# start of DATA PROVIDED

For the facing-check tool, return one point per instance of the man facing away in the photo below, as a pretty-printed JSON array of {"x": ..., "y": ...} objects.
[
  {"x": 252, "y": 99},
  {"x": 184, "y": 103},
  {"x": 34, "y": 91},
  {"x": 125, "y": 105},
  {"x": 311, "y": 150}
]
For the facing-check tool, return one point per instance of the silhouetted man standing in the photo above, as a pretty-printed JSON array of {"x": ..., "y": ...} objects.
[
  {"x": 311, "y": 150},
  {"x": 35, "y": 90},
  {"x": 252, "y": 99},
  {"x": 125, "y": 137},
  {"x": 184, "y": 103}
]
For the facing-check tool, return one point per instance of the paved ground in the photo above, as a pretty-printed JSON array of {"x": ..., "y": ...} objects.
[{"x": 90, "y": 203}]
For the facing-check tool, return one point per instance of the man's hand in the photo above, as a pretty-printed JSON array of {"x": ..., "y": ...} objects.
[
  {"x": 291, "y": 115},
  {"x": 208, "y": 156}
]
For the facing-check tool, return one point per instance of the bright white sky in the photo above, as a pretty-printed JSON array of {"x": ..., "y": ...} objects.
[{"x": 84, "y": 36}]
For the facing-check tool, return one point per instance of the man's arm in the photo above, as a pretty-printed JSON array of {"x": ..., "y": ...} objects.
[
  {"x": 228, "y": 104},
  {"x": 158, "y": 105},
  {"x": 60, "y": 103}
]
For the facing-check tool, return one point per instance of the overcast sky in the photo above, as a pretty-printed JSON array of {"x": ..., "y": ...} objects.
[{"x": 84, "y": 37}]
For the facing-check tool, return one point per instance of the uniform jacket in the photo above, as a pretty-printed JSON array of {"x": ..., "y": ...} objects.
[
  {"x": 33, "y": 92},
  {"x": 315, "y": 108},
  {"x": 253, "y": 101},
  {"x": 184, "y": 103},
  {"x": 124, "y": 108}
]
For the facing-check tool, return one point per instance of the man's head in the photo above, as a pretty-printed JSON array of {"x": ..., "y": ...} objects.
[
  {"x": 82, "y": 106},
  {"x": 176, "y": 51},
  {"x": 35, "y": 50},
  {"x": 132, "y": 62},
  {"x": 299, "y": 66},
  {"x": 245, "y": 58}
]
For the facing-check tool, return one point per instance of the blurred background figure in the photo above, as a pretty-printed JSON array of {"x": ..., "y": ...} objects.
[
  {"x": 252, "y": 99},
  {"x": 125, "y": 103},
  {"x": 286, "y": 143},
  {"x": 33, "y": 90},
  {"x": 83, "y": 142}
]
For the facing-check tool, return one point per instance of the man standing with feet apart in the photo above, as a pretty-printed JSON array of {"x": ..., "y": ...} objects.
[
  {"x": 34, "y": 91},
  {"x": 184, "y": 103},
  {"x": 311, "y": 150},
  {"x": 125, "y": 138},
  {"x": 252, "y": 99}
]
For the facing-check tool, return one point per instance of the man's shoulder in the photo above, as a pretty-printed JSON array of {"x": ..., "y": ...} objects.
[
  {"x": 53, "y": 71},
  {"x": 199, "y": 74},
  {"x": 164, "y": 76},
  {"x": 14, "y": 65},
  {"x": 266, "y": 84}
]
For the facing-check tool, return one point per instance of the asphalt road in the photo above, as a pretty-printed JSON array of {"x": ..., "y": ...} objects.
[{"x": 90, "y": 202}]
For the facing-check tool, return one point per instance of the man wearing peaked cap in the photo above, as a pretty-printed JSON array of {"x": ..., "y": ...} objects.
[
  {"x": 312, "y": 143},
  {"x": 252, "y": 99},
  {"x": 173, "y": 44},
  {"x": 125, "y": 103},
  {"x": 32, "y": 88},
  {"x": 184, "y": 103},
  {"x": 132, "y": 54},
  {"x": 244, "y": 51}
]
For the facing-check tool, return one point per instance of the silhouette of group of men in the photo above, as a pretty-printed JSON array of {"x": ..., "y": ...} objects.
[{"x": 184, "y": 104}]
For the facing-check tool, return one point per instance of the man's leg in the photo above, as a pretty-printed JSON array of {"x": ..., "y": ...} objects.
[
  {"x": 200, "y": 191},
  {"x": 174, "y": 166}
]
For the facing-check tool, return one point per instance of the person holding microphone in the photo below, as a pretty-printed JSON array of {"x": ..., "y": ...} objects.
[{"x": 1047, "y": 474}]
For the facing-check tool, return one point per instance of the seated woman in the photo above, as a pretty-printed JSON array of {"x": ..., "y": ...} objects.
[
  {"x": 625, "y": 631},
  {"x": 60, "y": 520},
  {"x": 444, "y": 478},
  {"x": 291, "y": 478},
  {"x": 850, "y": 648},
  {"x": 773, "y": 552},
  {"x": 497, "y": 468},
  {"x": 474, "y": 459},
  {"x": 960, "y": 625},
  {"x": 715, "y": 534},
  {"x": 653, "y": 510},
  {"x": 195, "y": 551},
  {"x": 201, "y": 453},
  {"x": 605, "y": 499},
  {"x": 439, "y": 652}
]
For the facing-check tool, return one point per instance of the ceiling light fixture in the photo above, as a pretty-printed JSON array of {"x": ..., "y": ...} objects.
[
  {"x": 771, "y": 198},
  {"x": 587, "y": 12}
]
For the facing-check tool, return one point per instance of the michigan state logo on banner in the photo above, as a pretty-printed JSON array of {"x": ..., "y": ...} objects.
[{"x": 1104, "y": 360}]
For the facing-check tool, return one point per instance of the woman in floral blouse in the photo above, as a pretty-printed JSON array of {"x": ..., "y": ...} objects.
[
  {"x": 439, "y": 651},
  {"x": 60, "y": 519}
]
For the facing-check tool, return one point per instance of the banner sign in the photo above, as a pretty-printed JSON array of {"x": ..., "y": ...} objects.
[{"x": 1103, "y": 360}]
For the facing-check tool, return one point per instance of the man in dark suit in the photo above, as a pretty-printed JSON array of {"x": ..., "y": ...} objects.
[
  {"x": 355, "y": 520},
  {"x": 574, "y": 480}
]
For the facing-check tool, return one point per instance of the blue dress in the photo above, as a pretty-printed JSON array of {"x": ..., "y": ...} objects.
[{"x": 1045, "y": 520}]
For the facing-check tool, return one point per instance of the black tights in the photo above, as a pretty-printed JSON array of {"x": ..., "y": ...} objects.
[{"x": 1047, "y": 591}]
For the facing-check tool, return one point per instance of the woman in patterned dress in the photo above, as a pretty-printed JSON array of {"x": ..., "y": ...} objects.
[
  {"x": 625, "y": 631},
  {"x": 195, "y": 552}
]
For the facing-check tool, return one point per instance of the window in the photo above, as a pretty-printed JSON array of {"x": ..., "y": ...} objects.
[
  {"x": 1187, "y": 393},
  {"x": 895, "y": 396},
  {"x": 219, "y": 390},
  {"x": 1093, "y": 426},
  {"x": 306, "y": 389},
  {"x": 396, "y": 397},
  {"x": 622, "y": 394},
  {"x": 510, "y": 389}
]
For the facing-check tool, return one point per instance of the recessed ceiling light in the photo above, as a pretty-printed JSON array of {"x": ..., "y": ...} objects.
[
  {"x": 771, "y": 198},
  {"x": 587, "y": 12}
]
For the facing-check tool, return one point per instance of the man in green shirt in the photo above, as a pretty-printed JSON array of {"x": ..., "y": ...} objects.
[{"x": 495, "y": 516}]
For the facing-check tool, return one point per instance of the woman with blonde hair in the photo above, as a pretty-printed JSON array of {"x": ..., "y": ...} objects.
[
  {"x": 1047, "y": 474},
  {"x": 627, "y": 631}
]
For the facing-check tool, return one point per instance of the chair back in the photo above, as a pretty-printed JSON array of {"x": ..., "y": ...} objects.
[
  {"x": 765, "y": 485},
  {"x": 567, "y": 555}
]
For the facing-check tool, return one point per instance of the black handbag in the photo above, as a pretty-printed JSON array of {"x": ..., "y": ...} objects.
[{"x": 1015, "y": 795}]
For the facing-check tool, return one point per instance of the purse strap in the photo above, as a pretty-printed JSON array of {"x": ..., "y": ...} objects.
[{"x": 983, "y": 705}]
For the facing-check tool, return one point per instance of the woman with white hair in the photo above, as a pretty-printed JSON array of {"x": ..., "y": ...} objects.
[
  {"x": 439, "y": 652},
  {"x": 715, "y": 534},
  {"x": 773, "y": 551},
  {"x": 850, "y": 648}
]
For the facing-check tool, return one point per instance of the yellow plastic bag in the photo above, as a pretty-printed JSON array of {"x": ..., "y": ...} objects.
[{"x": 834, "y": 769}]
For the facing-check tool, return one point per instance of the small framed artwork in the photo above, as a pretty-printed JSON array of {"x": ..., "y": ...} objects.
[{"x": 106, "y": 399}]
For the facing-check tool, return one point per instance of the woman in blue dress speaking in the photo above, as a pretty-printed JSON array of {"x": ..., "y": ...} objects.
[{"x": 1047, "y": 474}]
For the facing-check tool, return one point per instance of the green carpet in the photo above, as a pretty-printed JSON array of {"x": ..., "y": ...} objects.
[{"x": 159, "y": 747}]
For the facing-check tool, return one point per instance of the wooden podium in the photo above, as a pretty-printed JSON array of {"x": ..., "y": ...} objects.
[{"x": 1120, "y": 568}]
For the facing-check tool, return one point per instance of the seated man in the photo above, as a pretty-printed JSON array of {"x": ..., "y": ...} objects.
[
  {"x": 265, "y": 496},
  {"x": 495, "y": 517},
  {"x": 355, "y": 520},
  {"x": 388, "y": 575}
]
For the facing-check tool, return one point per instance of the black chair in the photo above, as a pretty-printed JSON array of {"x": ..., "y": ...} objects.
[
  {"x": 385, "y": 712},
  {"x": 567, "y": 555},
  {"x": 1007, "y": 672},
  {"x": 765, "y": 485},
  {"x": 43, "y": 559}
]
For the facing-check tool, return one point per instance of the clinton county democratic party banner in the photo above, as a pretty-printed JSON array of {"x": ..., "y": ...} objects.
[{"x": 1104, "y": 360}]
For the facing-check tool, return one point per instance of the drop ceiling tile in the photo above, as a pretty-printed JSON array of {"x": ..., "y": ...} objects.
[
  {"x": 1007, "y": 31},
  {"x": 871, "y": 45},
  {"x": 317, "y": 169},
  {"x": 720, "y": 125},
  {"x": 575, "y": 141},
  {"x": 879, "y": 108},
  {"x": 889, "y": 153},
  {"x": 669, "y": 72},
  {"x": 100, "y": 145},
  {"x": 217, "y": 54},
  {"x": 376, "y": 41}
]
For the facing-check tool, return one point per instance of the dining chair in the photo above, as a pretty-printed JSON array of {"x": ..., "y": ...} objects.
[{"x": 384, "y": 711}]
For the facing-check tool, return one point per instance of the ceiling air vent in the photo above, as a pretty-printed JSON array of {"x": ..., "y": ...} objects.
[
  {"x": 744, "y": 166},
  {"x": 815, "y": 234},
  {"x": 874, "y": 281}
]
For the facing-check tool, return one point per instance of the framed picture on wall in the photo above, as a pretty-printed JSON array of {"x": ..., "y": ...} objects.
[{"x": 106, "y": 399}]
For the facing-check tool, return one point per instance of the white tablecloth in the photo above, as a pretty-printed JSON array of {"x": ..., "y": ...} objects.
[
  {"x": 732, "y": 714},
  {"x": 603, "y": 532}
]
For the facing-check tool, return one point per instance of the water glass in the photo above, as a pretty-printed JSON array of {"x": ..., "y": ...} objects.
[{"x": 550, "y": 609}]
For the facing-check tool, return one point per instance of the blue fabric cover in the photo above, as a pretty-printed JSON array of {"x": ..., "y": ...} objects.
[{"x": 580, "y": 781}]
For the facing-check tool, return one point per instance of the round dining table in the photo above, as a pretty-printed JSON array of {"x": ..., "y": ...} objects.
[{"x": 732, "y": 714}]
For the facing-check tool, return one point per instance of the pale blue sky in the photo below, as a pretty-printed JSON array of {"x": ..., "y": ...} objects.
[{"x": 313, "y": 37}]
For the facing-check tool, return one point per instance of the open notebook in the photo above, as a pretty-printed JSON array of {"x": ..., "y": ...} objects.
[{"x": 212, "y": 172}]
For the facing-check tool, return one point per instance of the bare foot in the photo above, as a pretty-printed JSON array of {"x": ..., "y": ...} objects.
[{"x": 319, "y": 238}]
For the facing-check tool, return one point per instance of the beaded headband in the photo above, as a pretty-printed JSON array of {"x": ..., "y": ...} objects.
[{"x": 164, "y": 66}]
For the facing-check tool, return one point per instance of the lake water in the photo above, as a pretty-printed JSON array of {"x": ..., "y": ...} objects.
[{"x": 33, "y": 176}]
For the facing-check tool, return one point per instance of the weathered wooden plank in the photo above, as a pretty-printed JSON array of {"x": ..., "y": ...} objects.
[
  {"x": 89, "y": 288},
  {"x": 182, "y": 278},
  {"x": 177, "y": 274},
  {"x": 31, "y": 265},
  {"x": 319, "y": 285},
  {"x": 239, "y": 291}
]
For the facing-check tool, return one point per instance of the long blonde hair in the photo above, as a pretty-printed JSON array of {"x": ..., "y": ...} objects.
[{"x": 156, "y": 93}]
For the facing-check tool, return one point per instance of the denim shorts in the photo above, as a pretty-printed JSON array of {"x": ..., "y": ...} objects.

# end of DATA PROVIDED

[PROMPT]: Quote exactly and only the lines from the one holding "of the lake" through the end of the data.

[FINAL RESULT]:
For the facing-check tool, return one point per instance of the lake water in the photo above, as a pretty-printed JSON array of {"x": ..., "y": ...} objects.
[{"x": 33, "y": 176}]
For the facing-check tool, return one point per instance of the weathered wooden plank in the photo above, as a pretty-printed JSON array of {"x": ..., "y": ...} objects.
[
  {"x": 89, "y": 288},
  {"x": 182, "y": 278},
  {"x": 177, "y": 274},
  {"x": 31, "y": 265},
  {"x": 319, "y": 285},
  {"x": 239, "y": 291}
]
For the facing-check tool, return one point per instance of the long blonde hair in the photo above, as a pretty-printed JSON array of {"x": ..., "y": ...} objects.
[{"x": 156, "y": 93}]
For the facing-check tool, return one point per instance of the denim shorts in the photo above, as a pretty-printed JSON array of {"x": ..., "y": ...} objects.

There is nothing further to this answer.